TEXTAUSZUG
═══
# Kleines Auktionshaus auf dediziertem Server



## Guest (28. Aug 2004)

Hallo , 


seit geraumer Zeit spiele ich mit dem gedanken ein kleines Auktionshaus zu eroeffnen, und nunja , bin ich nich gerade begnadet was das coden angeht.

Genauer gesagt bin ich gerade mal in Html etwas ueber die Einsteiger seite hinaus.

Nun wollte ich ein kleine Auktionshaus aufmachen , und aber von grund auf den gesamten Unsinn vonwegen PHP Scripte usw weglassen , da ich hier nicht unbedingt von ueberzeugt bin, kann ja jeder sonen mist einfach Downloaden und dann Online als sein Auktionshaus verkaufen.

Fuer einen Professionellen Webauftritt , der mir Agenturmaessig reallisiert werden soll , fehlt mir die Gage ...

Die hab ich in Buecher und Computer investiert , und jetz langt SIe gerade mal fuer ein paar neue Java Schulungsunterlagen  .

Nun gut ich wollte hier eher mal den ansatz von Leutz wie euch erlauertert bekommen, wie man sowas Technisch inangriff nehmen darf , was hierbei ideen und realisierungsmaessig zu beachten ist , wer vielleicht auch mal nen Java Dedicatet Server zur verfuegung stellt , usw.


Aber viel wichtiger waere fuer mcih als ... ? Anfaenger >? die Frage wo soll ich anfangen , wie ueberlege ich mir das alles , ich habe ja nicht viel ahnung aber ich denke mal Java eignet sich hier weil man auch Mobiles integrieren klann und wenn das spaeter mal der Fall sein sollte , also der bedarf an einer solchen Implementierung so kann man ja mal weiter sehen.

Aber wo faengt man da an?

Ich hab ein bisschen erfahrung in Html wie gesagt, php ok ,  aber Java oder gar C assembler u derglkeichen , no Plan !

Wie kann man z.B ein Interface Designen , oder gar ne Datenbank mitanbinden oder ein wenig Programmiererfahrung sammeln? 

Oder gibt es vielleicht ein paar Sites die sich mit einem solchen Projekten grundleged befassen?

Newbie und biz E-BiZ Programmieruingen? 


Und in Maschiueneschreiben bin ich auch noch nicht so gut schaff vielleicht 30 anschlaege die minute hehe  ... 



Ich bin hoffnungslos verloren ohne Professionelle hilfe oder Tips wie man das genau angehen kann , aber ich kann versprechen wenn das Projekt , welches grundlegend noch Geheim ist dank den Helfern funktioniert sollen die nicht unges[hnt fuer ihre Heldentat sein bleiben wie auch immer 

Na man wird sehen , also sowas wie eine kleine erlaeuterung von Strukturen fuer solche Projekte , wie Datenbaken und den aufbau dieser , den zusammenhang und das Layout koennen relativ einfach sein , aber wie geht man sowas genau an das es nicht von vorneherein zum Verecken verurteilt ist?
═══
QUELLAUSZUG
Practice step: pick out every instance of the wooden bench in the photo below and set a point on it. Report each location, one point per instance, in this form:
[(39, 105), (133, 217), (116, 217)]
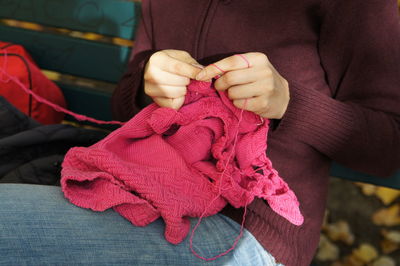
═══
ZU ERLEDIGEN
(a) Wofür reicht das restliche Geld laut dem Forenbeitrag gerade noch?
(b) Gib aus dem Forenbeitrag den Abschnitt von „Nun wollte ich“ bis „die Gage ...“ wortgetreu wieder.

RICHTIGE LÖSUNGEN
(a) Für ein paar neue Java-Schulungsunterlagen.

(b)
Nun wollte ich ein kleine Auktionshaus aufmachen , und aber von grund auf den gesamten Unsinn vonwegen PHP Scripte usw weglassen , da ich hier nicht unbedingt von ueberzeugt bin, kann ja jeder sonen mist einfach Downloaden und dann Online als sein Auktionshaus verkaufen.

Fuer einen Professionellen Webauftritt , der mir Agenturmaessig reallisiert werden soll , fehlt mir die Gage ...